-- Selected text start --
NATIONAL RAILWAY HISTORICAL SOCIETY

Rivanna Chapter

Charlottesville, Virginia


This Month in Railroad History

* June *


JUNE 1

1891 - North America's highest railroad (14,109 ft), the Manitou & Pike's Peak Railway in Colorado, opens.

1898 - The Erdman Act, which provides for mediation of railroad disputes, is adopted.

1898 - The first interurban streetcar line, the Union Traction Company, begins operation between Anderson and Alexandria, Indiana.

1908 - Dalles, Portland & Astoria Navigation Co. transferred to the SP&S

1947 - Gulf Mobile & Ohio Railroad acquires Alton Railroad.

1982 - The Norfolk & Western Railroad merges with the Southern Railway to form the Norfolk Southern Corporation.


JUNE 2

1873 - Construction begins on San Francisco's Clay Street for world's First cable railroad.

1982 - Soo Line takes control of Minneapolis, Northfield & Southern.


JUNE 3

1891 - Duluth, Missabe & Northern Railroad incorporated.

1913 - Ruth Trust becomes Ruth Realty Company (SP&S Ry.)

1947 - General Motor's Train of Tomorrow begin nationwide tour from Chicago.


JUNE 4

1857 - The first middle route to the Mississippi River was completed, when the Ohio & Mississippi RR's tracks connected East St Louis with Cincinnati and Baltimore.


JUNE 5

1919 - Canadian National Railways incorporated.

1947 - Chesapeake & Ohio acquire Pere Marquette.

1950 - U.S. Supreme Court rules that segregation policies in Southern railroad dining cars are invalid.

1979 - A Long Island Railroad train becomes the first to be operated exclusively by women.

1982 - Seattle's Waterfront streetcar begins operation.


JUNE 6

1833 - Andrew Jackson becomes the first U.S. President to travel by rail, on the B & O line between Ellicott's Mills and Baltimore, Maryland.


JUNE 7

1860 - Trackwork begins on San Francisco's Market Street Railroad.
-- Selected text end --
Brief 1:
From the listing, copy out again the line with "Note: for this drill we locate the forest" up to and including the line with "(1109, 702)".
-- Rows start --
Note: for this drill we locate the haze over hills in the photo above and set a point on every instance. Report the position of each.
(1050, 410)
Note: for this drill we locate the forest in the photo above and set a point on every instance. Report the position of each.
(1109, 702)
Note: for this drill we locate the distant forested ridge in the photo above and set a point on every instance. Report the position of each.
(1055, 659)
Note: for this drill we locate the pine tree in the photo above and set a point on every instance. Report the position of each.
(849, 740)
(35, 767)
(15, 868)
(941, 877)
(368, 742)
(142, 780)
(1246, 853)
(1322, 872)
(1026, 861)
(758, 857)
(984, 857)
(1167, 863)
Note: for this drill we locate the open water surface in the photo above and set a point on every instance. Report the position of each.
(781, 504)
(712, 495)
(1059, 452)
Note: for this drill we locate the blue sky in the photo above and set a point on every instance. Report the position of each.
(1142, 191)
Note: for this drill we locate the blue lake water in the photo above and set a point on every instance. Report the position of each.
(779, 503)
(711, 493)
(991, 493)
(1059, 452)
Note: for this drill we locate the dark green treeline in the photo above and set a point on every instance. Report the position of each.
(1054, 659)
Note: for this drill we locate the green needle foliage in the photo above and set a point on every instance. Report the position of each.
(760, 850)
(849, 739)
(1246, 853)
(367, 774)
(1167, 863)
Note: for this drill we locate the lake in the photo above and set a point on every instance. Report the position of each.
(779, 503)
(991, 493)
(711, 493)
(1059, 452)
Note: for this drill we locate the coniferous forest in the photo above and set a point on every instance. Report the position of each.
-- Rows end --
Brief 2:
Shorten the paragraph in the railroad history text that begins "1857 - The first middle route" while keeping its main facts.

Exercise answer 1:
Note: for this drill we locate the forest in the photo above and set a point on every instance. Report the position of each.
(1109, 702)

Exercise answer 2:
1857 - The Ohio & Mississippi RR's tracks linked East St Louis with Cincinnati and Baltimore, completing the first middle route to the Mississippi River.